- _Zu bearbeitende Aufgaben_:
1. Fassen Sie den Text über Rifondazione Comunista in zwei Sätzen zusammen.
2. Schreiben Sie aus dem Text über Rifondazione Comunista den Abschnitt zwischen „Kriegserklärungen den Mehrheitsentscheidungen“ und „kein Tabu mehr.“ wortgetreu ab, beide Stellen eingeschlossen.

- _Text_:
------------------------------------------------

Antifa-AG der Uni Hannover:
Der Partito della Rifondazione Comunista (PRC –
Partei der Kommunistischen Neu/be/gründung)
in Italien zeichnet sich in letzter Zeit nicht nur dadurch aus, dass die
Parteispitze ihn forciert auf Regierungsfähigkeit trimmt und dafür jedweden
inhaltlichen „Ballast“ über Bord wirft. Rifondazione
verwandelt sich auch immer mehr in eine „One-Man-Show“
ihres Sekretärs Fausto Bertinotti. Er ist es,
der in einer Welle von Interviews (die im Juli/August rekordverdächtige Ausmaße
annahm) immer neue „Signale der Öffnung“ in Richtung des mitte-„linken“
Olivenbaum-Bündnisses und seines designierten Spitzenkandidaten Romano Prodi sandte und - ohne die eigene Partei zu fragen - mit immer neuen
inhaltlichen Zugeständnissen überraschte. Die bisher letzten sind einerseits seine
Zusage, sich auch in Fragen wie italienischen Militäreinsätzen im Ausland bzw.
Kriegserklärungen den Mehrheitsentscheidungen innerhalb der Mitte-„Linken“ (wörtlich:
„der demokratischen Koalition“) zu beugen und die entsprechende Politik mitzutragen. Eine Wende um 180 Grad verglichen mit der
Stellung zum Jugoslawien-Krieg 1999, an dem sich die damalige Olivenbaum-Regierung
aktiv beteiligte und der von Rifondazione entschieden
abgelehnt und auch außerparlamentarisch bekämpft wurde. Und zweitens das „Zurückstellen“
der Forderung nach einem Rückzug der italienischen Truppen aus dem Irak nach
der jüngsten Entführung der beiden dort aktiven NGO-Mitarbeiterinnen Simona Torretta
und Simona Pari. Aktuell sei
der „Terrorismus“ der Hauptfeind und auch die „nationale Einheit“ mit der Berlusconi-Regierung
zur Befreiung der Geiseln kein Tabu mehr.

------------------------------------------------

(Einträge zur Punktannotation in Bildern)

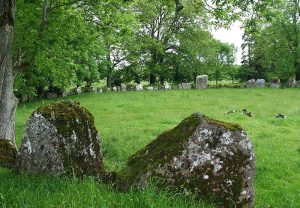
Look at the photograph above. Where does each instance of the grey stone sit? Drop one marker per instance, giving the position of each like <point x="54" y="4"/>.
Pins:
<point x="61" y="139"/>
<point x="202" y="156"/>
<point x="168" y="87"/>
<point x="186" y="86"/>
<point x="251" y="83"/>
<point x="260" y="83"/>
<point x="139" y="87"/>
<point x="123" y="87"/>
<point x="291" y="83"/>
<point x="202" y="82"/>
<point x="78" y="90"/>
<point x="52" y="95"/>
<point x="150" y="88"/>
<point x="275" y="83"/>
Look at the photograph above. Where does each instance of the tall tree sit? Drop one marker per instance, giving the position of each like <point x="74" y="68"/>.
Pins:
<point x="8" y="101"/>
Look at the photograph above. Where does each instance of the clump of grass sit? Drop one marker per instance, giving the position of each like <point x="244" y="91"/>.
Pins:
<point x="129" y="121"/>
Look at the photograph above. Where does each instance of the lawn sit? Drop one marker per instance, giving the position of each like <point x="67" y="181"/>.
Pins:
<point x="128" y="121"/>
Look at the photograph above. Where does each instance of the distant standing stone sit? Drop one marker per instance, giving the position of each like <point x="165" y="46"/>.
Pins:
<point x="123" y="87"/>
<point x="168" y="87"/>
<point x="52" y="95"/>
<point x="150" y="88"/>
<point x="139" y="87"/>
<point x="203" y="156"/>
<point x="61" y="139"/>
<point x="291" y="83"/>
<point x="251" y="83"/>
<point x="186" y="86"/>
<point x="260" y="83"/>
<point x="275" y="83"/>
<point x="78" y="90"/>
<point x="202" y="82"/>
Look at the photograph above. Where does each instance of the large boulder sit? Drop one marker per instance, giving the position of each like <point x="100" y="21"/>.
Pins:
<point x="202" y="156"/>
<point x="7" y="153"/>
<point x="260" y="83"/>
<point x="202" y="82"/>
<point x="61" y="139"/>
<point x="291" y="83"/>
<point x="251" y="83"/>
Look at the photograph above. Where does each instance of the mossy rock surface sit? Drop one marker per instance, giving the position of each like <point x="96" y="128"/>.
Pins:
<point x="201" y="155"/>
<point x="7" y="153"/>
<point x="61" y="139"/>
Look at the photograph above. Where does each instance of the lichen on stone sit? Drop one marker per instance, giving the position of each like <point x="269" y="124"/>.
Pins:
<point x="61" y="139"/>
<point x="7" y="153"/>
<point x="200" y="155"/>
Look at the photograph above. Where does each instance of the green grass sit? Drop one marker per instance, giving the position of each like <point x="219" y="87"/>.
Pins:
<point x="128" y="121"/>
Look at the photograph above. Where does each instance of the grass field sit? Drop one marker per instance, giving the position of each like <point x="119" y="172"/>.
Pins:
<point x="128" y="121"/>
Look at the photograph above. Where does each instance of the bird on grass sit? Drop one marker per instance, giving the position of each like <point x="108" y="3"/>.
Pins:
<point x="282" y="116"/>
<point x="247" y="113"/>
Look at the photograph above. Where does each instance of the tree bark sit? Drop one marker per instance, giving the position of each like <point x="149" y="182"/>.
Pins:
<point x="8" y="101"/>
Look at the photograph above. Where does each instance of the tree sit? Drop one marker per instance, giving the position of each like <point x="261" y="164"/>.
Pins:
<point x="8" y="101"/>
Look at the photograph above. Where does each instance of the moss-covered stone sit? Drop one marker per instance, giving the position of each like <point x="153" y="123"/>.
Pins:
<point x="7" y="153"/>
<point x="201" y="155"/>
<point x="61" y="139"/>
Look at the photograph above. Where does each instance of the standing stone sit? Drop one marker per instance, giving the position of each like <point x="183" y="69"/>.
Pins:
<point x="139" y="87"/>
<point x="202" y="156"/>
<point x="7" y="153"/>
<point x="202" y="82"/>
<point x="275" y="82"/>
<point x="168" y="87"/>
<point x="186" y="86"/>
<point x="95" y="90"/>
<point x="260" y="83"/>
<point x="52" y="95"/>
<point x="150" y="88"/>
<point x="290" y="83"/>
<point x="78" y="90"/>
<point x="123" y="87"/>
<point x="251" y="83"/>
<point x="61" y="139"/>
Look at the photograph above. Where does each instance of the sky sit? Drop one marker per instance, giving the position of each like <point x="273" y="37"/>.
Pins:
<point x="232" y="35"/>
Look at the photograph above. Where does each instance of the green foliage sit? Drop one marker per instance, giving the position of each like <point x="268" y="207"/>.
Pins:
<point x="129" y="121"/>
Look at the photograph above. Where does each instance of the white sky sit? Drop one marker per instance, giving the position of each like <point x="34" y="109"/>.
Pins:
<point x="232" y="35"/>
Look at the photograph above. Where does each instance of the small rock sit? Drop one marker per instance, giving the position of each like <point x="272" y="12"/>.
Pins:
<point x="139" y="87"/>
<point x="282" y="116"/>
<point x="202" y="82"/>
<point x="247" y="113"/>
<point x="168" y="87"/>
<point x="150" y="88"/>
<point x="260" y="83"/>
<point x="78" y="90"/>
<point x="251" y="83"/>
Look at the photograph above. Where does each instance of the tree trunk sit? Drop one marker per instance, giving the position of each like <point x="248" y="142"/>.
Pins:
<point x="8" y="101"/>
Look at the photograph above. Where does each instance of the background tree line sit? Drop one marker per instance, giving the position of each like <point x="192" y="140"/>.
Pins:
<point x="61" y="44"/>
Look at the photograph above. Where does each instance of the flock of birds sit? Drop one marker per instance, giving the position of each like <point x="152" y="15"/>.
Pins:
<point x="249" y="114"/>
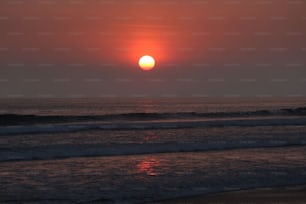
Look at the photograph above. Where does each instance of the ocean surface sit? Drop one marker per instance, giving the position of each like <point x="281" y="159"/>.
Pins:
<point x="142" y="150"/>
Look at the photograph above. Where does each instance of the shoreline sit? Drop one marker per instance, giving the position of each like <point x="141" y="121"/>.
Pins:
<point x="278" y="194"/>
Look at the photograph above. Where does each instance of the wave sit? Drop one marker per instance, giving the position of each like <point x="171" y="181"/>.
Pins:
<point x="149" y="125"/>
<point x="70" y="151"/>
<point x="19" y="119"/>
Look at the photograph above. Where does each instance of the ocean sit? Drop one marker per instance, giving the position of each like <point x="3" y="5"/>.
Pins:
<point x="141" y="150"/>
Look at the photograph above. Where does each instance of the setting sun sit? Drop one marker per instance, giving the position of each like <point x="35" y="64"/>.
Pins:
<point x="146" y="62"/>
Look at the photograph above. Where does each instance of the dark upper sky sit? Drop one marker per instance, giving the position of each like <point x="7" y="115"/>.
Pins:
<point x="66" y="48"/>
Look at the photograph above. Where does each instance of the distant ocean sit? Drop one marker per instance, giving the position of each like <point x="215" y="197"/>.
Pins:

------------------------------------------------

- _Erwartete Antworten_:
1. Die Parteispitze von Rifondazione Comunista trimmt die Partei auf Regierungsfähigkeit, und die Partei wird immer mehr zur „One-Man-Show“ ihres Sekretärs Fausto Bertinotti. Er hat dem Olivenbaum-Bündnis ohne Rücksprache mit der eigenen Partei neue inhaltliche Zugeständnisse gemacht, etwa die Zusage, auch bei Militäreinsätzen im Ausland die Mehrheitsentscheidungen der Mitte-„Linken“ mitzutragen, und das „Zurückstellen“ der Forderung nach einem Rückzug der italienischen Truppen aus dem Irak.

2.
Kriegserklärungen den Mehrheitsentscheidungen innerhalb der Mitte-„Linken“ (wörtlich:
„der demokratischen Koalition“) zu beugen und die entsprechende Politik mitzutragen. Eine Wende um 180 Grad verglichen mit der
Stellung zum Jugoslawien-Krieg 1999, an dem sich die damalige Olivenbaum-Regierung
aktiv beteiligte und der von Rifondazione entschieden
abgelehnt und auch außerparlamentarisch bekämpft wurde. Und zweitens das „Zurückstellen“
der Forderung nach einem Rückzug der italienischen Truppen aus dem Irak nach
der jüngsten Entführung der beiden dort aktiven NGO-Mitarbeiterinnen Simona Torretta
und Simona Pari. Aktuell sei
der „Terrorismus“ der Hauptfeind und auch die „nationale Einheit“ mit der Berlusconi-Regierung
zur Befreiung der Geiseln kein Tabu mehr.